▶ **PAGE**
>>>
Lectionary ℓ 24
- Name: Codex Radziwiłł
- Text: Evangelistarion
- Date: 10th-century
- Script: Greek
- Now at: Bavarian State Library
- Size: 31.8 cm by 24.5 cm

= Codex Radziwiłł =

10th-century Hellenic biblical manuscript

Lectionary 24, designated by siglum ℓ 24 (in the Gregory-Aland numbering). It is a Greek manuscript of the New Testament, on vellum leaves, known as Codex Radziwiłł. Palaeographically it has been assigned to the 10th-century.

== Description ==

The codex contains lessons from the Gospels of John, Matthew, Luke lectionary (Evangelistarium), with lacunae. The text is written in Greek uncial letters, on 265 parchment leaves, 2 columns per page, 21 lines per page.
It contains Menologion and patristic homilies (Gregory of Nazianzus).

There are lessons for Saturdays and Sundays.
<<<
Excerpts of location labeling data
>>>
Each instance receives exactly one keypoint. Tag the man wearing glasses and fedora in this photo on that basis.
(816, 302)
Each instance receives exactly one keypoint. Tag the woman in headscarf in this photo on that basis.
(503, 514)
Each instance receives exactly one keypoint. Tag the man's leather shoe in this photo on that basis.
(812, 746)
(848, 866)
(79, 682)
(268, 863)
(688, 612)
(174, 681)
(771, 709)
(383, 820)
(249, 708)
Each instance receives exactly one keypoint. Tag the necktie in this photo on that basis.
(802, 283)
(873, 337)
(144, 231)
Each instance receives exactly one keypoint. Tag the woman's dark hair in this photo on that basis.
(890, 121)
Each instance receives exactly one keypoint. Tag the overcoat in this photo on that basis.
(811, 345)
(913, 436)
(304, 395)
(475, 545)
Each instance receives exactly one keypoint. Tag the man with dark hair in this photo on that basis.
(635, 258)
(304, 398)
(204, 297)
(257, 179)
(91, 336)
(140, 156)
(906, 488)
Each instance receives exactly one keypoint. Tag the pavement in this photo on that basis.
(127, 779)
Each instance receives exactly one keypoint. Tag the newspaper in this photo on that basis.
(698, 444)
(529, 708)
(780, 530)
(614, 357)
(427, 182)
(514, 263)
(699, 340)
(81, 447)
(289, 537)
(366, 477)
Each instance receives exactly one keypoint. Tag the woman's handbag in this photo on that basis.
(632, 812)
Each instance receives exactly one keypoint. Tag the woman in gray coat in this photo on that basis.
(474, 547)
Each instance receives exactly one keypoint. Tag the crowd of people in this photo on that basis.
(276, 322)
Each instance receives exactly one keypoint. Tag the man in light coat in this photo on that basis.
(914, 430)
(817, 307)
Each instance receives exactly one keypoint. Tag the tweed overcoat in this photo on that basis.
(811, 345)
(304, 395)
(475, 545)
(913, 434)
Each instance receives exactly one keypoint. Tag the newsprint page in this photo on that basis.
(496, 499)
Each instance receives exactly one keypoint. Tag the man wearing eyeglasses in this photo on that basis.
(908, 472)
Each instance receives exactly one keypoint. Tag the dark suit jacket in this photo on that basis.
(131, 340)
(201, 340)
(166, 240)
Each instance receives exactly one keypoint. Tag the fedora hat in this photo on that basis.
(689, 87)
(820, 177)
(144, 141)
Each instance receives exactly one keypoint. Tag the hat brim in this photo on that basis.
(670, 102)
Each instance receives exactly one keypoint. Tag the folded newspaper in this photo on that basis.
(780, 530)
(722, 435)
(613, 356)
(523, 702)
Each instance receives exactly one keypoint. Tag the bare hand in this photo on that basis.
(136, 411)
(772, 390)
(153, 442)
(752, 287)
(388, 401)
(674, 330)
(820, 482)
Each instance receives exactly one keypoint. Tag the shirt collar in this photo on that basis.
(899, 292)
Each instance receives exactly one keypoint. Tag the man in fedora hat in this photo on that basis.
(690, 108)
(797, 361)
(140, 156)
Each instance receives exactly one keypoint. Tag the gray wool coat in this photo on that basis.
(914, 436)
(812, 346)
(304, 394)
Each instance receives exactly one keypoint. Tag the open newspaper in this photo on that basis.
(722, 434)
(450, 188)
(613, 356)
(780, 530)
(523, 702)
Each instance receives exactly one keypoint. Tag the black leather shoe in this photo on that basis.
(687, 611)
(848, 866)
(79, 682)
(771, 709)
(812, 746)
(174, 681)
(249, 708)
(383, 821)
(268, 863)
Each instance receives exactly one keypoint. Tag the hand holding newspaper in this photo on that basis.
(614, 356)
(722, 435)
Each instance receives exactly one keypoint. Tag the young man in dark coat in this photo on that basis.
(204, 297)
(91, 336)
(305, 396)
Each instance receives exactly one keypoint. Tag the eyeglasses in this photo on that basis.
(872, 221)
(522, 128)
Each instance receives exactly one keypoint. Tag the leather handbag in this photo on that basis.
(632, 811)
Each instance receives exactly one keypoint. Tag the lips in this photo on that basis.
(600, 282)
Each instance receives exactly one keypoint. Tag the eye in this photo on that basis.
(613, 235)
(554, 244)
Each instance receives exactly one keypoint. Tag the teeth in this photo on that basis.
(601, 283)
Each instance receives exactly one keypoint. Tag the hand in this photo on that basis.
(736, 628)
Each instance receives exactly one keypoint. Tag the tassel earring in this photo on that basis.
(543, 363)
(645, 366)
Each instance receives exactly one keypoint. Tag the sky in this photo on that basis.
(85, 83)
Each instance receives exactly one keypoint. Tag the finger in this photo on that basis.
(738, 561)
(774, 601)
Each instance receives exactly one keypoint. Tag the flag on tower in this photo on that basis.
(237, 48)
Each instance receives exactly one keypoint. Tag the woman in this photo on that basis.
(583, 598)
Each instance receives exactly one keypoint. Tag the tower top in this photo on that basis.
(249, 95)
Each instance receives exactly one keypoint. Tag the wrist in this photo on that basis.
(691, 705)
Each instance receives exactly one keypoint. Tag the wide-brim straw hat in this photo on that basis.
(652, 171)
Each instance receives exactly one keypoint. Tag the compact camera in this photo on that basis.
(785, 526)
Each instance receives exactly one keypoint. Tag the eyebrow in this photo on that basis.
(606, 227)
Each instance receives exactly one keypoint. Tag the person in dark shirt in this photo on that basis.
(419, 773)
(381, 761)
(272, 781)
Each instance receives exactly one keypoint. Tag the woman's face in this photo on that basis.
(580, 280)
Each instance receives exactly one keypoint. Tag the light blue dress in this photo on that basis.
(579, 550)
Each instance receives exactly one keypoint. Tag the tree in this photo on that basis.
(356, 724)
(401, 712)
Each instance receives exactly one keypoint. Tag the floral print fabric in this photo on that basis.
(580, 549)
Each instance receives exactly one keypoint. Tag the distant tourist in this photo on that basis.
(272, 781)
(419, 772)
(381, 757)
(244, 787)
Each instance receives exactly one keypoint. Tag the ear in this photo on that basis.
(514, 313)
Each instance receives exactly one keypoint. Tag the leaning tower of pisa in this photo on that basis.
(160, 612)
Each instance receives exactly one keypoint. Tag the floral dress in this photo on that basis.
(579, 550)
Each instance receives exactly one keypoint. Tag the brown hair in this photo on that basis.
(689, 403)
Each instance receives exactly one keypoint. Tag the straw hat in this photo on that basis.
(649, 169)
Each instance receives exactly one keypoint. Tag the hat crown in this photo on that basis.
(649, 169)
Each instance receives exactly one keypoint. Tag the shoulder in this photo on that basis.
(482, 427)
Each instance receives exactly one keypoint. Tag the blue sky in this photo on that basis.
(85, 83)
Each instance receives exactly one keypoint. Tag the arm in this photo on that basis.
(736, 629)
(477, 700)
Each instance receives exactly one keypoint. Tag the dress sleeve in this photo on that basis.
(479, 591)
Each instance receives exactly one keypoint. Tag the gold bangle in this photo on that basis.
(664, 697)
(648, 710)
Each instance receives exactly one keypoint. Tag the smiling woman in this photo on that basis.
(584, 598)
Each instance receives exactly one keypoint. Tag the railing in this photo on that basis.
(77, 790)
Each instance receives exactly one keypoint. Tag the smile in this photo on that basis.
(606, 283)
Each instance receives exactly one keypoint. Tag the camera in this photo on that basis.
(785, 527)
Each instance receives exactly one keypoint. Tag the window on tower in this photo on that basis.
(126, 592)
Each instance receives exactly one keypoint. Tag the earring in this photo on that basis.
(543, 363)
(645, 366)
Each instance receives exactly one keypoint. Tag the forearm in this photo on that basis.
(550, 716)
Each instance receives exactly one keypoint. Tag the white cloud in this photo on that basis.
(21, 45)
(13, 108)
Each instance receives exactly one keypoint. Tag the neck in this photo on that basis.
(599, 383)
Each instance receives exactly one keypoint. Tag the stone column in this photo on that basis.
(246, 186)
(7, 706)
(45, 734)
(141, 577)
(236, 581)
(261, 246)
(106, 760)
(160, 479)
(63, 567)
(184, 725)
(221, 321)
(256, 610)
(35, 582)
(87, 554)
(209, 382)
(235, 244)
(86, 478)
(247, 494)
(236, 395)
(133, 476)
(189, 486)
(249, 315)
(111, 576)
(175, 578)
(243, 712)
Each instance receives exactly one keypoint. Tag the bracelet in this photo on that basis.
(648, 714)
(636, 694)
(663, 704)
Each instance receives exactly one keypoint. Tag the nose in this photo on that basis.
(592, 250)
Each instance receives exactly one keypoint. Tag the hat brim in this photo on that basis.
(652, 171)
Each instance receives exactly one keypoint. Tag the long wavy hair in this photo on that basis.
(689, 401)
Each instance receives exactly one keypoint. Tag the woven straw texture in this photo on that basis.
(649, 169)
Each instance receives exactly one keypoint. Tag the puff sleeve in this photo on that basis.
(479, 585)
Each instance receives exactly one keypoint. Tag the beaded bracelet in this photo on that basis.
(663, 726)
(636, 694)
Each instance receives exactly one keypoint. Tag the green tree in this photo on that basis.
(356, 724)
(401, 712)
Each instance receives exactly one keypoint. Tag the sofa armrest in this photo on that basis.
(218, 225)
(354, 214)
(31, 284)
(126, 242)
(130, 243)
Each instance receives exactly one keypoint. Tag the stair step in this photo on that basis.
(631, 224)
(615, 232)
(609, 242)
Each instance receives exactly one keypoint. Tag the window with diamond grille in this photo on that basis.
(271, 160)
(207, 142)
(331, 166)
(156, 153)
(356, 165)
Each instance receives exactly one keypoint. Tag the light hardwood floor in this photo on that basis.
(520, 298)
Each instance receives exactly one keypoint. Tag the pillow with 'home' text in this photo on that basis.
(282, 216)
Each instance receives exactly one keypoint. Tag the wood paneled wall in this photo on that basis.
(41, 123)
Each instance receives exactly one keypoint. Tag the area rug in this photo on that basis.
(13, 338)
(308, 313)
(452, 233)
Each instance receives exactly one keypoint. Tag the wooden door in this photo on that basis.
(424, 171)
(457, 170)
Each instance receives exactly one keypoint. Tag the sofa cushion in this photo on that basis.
<<<
▶ **EXERCISE INSTRUCTIONS**
- 1) What is the Spanish translation of the sentence "There are lessons for Saturdays and Sundays." from the Codex Radziwiłł page?
- 2) Could you supply a continuation of the Codex Radziwiłł article, beginning right after its final sentence?

▶ **EXERCISE RESULTS**
- 1) Hay lecciones para los sábados y los domingos.

- 2)
== History ==

The manuscript once belonged to the Polish high noble family Radziwiłł — like ℓ 34 — hence name of the codex. It was added to the list of the New Testament manuscripts by Wettstein.

The text of the codex was merely examined by Bengel (Augustianus 4), Matthaei, and Scholz. It was added to the list of the New Testament manuscripts by Bengel. Scrivener and Gregory dated the manuscript to the 10th-century. Gregory saw it in 1880 and 1887.

The manuscript is sporadically cited in the critical editions of the Greek New Testament (UBS3).

Currently the codex is located in the Bavarian State Library (Gr. 383) in München.

== See also ==

- List of New Testament lectionaries
- Biblical manuscript
- Textual criticism

== Bibliography ==
- Gregory, Caspar René (1900). "Textkritik des Neuen Testaments"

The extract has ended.